Description of the task –
Every record is to be printed exactly as written; pictures are to be omitted.

Saved entries
== Segment start ==

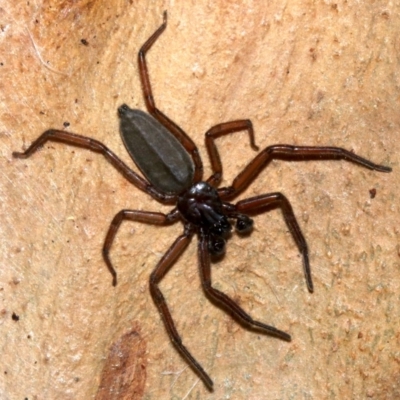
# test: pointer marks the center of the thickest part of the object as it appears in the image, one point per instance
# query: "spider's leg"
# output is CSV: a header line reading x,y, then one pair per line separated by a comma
x,y
161,269
224,300
183,138
292,153
264,203
94,145
146,217
221,130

== Segment end ==

Answer to the problem –
# test: pointer marks the center of the thickest part of the object as it appears in the image, one point per instance
# query: "spider's leg"
# output is CSV: a header line reading x,y, then one pair per line separated by a comma
x,y
161,269
224,300
183,138
292,153
264,203
94,145
146,217
221,130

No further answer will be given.